▶ _PROBLEMS_:
A. In the Italy and Malta trip post, how many weeks did the poster spend in each country?
B. From the Italy and Malta trip post, extract the passage starting with "i had a great" and going on through "can upload them)".
C. Extend the Italy and Malta trip post, picking up after its last line.

# Italy / Malta trip !



## richoman_3 (Jul 23, 2012)

hey guys,
i recently went to visit family in Italy and Malta for 6 weeks, (3 in each)

i had a great time there and met alot of family members ill probably never see again. I saw most of the touristy icons such as the colosseum, pisa, etc.
but best of all were the small variety of herps i found (didnt actually get a chance to go herping, most of the stuff was found on familys farms.)


i was unable to bring my good canon camera so i only had a Point & Shoot (so sorry for bad quality :/ )

anyway ill get some boring pics out of the way before the herps (if you want to see more touristy pics i can upload them)


first stop was Rome, 



Colosseum by richoman_europe, on Flickr



Colosseum by richoman_europe, on Flickr

there were fountains everywhere ! this one was pretty cool



Fountain in Rome by richoman_europe, on Flickr


Ruins around rome where there was alot of italian wall lizards




Ruins in Rome by richoman_europe, on Flickr



Ruins in Rome by richoman_europe, on Flickr

Next we went to Lucca for a couple of days (no pics)

▶ _PROVIDED DATA_:
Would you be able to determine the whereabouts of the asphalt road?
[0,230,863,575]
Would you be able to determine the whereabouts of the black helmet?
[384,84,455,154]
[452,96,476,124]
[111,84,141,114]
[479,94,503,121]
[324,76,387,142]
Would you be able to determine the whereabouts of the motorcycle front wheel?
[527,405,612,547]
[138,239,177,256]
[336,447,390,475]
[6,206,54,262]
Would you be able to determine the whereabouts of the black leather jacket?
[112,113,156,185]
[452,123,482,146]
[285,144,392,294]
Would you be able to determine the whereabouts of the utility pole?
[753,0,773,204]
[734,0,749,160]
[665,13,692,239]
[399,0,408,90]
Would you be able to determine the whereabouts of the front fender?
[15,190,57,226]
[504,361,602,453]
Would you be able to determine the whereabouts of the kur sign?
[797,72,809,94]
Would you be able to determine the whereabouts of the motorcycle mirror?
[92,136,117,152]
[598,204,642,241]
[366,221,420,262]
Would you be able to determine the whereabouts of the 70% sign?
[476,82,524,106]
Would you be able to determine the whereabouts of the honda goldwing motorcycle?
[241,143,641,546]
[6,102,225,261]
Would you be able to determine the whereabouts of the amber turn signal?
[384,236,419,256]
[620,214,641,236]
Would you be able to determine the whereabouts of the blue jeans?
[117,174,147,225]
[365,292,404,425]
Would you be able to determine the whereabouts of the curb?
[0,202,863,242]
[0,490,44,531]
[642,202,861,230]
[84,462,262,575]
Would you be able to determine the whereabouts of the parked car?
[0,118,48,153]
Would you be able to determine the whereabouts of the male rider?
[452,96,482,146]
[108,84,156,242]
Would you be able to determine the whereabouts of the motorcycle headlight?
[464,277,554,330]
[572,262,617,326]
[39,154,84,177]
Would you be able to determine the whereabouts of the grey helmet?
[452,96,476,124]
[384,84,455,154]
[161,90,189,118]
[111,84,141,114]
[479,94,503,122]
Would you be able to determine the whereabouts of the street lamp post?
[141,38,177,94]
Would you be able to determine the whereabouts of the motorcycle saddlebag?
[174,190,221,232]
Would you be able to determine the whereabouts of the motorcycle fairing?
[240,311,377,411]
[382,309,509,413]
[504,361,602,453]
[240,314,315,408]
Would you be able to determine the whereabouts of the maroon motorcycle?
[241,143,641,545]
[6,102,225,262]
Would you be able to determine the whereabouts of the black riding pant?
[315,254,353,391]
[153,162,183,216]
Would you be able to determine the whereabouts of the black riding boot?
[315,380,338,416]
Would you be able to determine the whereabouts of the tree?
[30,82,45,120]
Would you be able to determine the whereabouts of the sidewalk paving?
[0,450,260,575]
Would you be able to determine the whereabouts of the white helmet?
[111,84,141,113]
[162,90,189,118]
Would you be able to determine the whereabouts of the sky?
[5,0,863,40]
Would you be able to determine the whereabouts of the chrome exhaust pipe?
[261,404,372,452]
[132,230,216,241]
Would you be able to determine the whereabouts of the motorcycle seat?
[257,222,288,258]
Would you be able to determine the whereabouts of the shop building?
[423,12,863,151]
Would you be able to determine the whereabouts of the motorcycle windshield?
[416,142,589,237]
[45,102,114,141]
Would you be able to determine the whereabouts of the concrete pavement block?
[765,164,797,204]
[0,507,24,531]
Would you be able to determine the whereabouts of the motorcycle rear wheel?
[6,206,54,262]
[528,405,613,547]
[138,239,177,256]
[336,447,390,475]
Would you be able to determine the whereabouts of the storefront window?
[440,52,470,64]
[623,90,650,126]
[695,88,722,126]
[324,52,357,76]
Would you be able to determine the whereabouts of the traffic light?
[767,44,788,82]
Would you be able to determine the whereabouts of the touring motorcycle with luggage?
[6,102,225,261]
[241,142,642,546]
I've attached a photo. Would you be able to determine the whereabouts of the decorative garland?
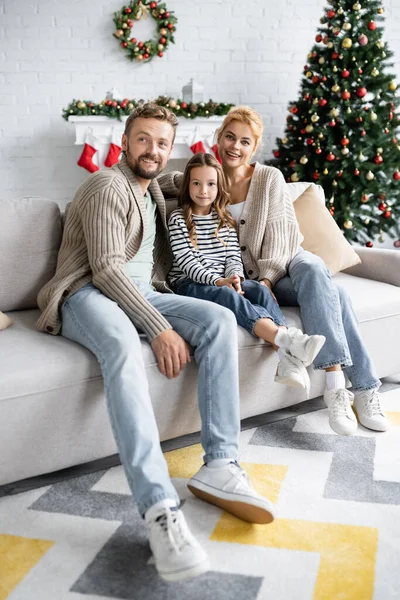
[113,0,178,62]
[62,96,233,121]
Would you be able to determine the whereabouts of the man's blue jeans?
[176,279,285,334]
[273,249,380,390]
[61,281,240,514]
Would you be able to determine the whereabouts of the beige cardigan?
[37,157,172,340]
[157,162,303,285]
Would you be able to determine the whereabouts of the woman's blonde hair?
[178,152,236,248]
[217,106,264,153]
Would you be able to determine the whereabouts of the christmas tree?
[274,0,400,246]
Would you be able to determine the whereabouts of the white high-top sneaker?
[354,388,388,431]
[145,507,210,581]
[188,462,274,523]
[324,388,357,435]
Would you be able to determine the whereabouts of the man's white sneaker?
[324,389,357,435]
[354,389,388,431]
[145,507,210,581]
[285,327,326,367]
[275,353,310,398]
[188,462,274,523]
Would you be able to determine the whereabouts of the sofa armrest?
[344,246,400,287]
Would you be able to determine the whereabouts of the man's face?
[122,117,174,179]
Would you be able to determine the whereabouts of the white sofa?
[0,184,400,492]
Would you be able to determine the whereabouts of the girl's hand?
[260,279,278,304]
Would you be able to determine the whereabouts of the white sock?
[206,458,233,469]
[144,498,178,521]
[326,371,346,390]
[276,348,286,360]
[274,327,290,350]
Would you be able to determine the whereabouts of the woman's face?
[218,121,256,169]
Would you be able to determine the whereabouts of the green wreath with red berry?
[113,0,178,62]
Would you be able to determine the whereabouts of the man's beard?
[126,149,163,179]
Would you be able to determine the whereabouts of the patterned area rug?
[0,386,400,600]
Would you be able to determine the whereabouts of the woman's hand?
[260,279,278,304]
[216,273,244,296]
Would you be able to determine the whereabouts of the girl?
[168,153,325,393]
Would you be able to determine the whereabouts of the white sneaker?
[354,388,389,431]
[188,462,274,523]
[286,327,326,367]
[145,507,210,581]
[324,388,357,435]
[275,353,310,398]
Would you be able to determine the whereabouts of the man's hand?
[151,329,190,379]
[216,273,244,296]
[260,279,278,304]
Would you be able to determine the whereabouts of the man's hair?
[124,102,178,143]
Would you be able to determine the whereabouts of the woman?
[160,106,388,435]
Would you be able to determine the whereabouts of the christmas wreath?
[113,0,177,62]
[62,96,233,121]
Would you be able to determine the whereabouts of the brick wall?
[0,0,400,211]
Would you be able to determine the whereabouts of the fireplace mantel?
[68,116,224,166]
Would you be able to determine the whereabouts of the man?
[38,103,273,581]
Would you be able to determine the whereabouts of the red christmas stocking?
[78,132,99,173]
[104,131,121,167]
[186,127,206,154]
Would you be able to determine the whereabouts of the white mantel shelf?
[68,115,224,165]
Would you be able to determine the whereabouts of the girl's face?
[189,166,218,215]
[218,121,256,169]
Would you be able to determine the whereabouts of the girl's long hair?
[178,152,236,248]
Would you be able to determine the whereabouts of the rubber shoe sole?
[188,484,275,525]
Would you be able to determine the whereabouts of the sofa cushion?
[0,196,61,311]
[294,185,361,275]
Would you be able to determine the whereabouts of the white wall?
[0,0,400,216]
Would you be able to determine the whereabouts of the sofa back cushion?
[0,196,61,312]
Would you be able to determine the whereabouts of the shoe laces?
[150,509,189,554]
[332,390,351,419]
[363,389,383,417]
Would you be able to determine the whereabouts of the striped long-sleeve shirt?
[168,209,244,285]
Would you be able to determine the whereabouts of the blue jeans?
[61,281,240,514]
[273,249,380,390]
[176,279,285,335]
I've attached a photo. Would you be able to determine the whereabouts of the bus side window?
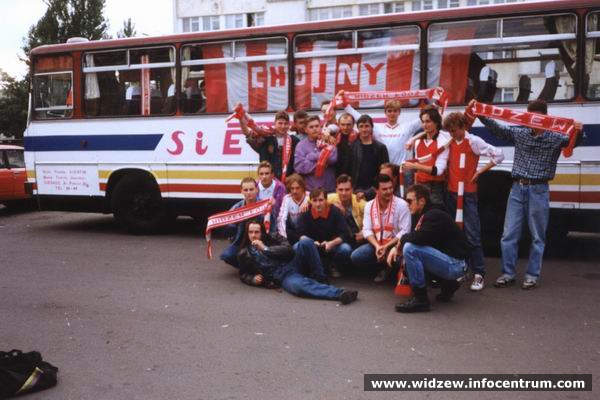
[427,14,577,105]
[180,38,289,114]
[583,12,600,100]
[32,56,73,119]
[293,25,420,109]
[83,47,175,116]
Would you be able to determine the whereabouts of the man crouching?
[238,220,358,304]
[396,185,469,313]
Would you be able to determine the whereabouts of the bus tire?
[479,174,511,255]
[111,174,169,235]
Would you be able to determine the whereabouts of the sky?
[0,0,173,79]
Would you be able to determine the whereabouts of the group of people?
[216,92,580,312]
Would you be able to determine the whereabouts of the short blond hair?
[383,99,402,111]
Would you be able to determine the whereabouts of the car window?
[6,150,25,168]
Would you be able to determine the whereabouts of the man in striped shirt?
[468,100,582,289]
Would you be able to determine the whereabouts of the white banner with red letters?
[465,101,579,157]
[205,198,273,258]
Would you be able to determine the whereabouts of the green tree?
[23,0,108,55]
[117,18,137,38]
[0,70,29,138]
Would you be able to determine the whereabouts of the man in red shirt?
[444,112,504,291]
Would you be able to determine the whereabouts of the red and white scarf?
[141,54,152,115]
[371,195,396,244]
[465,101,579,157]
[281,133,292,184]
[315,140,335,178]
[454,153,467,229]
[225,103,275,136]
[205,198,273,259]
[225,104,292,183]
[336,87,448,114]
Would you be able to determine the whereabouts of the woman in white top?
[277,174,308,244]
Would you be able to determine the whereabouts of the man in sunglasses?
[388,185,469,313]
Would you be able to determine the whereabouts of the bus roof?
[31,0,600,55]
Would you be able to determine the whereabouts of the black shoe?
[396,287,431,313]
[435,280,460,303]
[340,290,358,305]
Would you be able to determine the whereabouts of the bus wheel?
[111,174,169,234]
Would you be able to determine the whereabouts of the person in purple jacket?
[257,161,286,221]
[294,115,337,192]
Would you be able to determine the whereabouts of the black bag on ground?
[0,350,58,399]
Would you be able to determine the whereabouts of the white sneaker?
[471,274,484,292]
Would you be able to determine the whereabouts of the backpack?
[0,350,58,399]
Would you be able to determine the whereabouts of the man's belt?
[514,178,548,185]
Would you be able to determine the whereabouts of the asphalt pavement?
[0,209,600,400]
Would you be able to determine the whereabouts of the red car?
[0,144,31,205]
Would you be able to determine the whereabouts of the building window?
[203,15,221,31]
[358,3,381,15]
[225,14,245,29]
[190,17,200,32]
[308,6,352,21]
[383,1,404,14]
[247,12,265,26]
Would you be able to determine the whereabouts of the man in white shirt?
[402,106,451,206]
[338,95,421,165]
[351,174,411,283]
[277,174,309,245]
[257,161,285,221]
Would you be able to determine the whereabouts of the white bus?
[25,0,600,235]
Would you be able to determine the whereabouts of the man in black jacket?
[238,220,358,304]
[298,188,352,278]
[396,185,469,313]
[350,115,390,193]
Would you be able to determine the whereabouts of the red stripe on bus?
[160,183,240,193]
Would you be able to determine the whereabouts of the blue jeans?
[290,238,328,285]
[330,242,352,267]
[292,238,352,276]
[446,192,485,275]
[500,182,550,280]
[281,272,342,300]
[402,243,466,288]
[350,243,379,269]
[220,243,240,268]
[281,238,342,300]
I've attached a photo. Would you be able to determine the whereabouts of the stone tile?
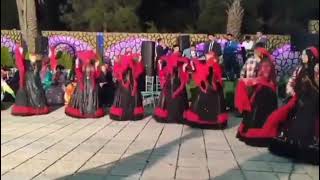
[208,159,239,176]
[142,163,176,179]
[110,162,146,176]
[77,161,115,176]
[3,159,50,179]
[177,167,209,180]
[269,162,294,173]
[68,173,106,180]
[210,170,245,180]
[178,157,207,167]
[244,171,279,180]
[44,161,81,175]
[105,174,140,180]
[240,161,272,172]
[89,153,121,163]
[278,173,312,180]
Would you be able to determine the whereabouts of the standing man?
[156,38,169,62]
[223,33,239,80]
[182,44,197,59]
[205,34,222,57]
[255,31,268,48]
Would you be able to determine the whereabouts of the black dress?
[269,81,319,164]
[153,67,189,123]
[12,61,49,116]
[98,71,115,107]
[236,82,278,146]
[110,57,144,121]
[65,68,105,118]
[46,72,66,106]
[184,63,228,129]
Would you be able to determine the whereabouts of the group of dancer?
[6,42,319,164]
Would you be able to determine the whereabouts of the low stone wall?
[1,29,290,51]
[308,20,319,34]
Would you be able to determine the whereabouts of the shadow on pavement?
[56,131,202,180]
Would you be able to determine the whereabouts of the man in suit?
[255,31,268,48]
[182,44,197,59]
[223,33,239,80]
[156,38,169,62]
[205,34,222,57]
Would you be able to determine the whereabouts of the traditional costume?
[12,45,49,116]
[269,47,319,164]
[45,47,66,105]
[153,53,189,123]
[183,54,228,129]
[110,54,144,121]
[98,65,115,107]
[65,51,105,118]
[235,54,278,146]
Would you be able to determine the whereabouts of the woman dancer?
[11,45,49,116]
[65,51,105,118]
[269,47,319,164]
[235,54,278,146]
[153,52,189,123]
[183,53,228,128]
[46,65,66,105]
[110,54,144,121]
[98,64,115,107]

▶ _RESPONSES BY TASK_:
A. Three weeks in each, for six weeks in all.

B.
i had a great time there and met alot of family members ill probably never see again. I saw most of the touristy icons such as the colosseum, pisa, etc.
but best of all were the small variety of herps i found (didnt actually get a chance to go herping, most of the stuff was found on familys farms.)


i was unable to bring my good canon camera so i only had a Point & Shoot (so sorry for bad quality :/ )

anyway ill get some boring pics out of the way before the herps (if you want to see more touristy pics i can upload them)

C.
than we checked out Pisa



Pisa by richoman_europe, on Flickr

me and my brother



Pisa by richoman_europe, on Flickr

Next we went to Venice which was very nice !




Venice by richoman_europe, on Flickr



Venice at night by richoman_europe, on Flickr



than off to pompeii




Ruins in Pompeii by richoman_europe, on Flickr



Ruins in Pompeii by richoman_europe, on Flickr


Next we went to a small town near Salerno called Pontecagnano where most of my dads side of the family lived
just some quick shots of me and family members




Me, my brother and uncle by richoman_europe, on Flickr



Me, my dad and his uncle by richoman_europe, on Flickr




Than we made it down to Aquara where my grandmother grew up, and we saw more family members and my great grandmother.
There is a very nice river down the road from them where my dad used to remember swimming in. This is where i found Italian Stream Frogs




River near Aquara, Italy by richoman_europe, on Flickr



River near Aquara, Italy by richoman_europe, on Flickr



River near Aquara, Italy by richoman_europe, on Flickr



River near Aquara, Italy by richoman_europe, on Flickr







Next we went to Malta to see my mums side of the family.
its a very nice place with some amazing beaches and grottos !




St. Pauls Bay by richoman_europe, on Flickr

Blue lagoon was amazing !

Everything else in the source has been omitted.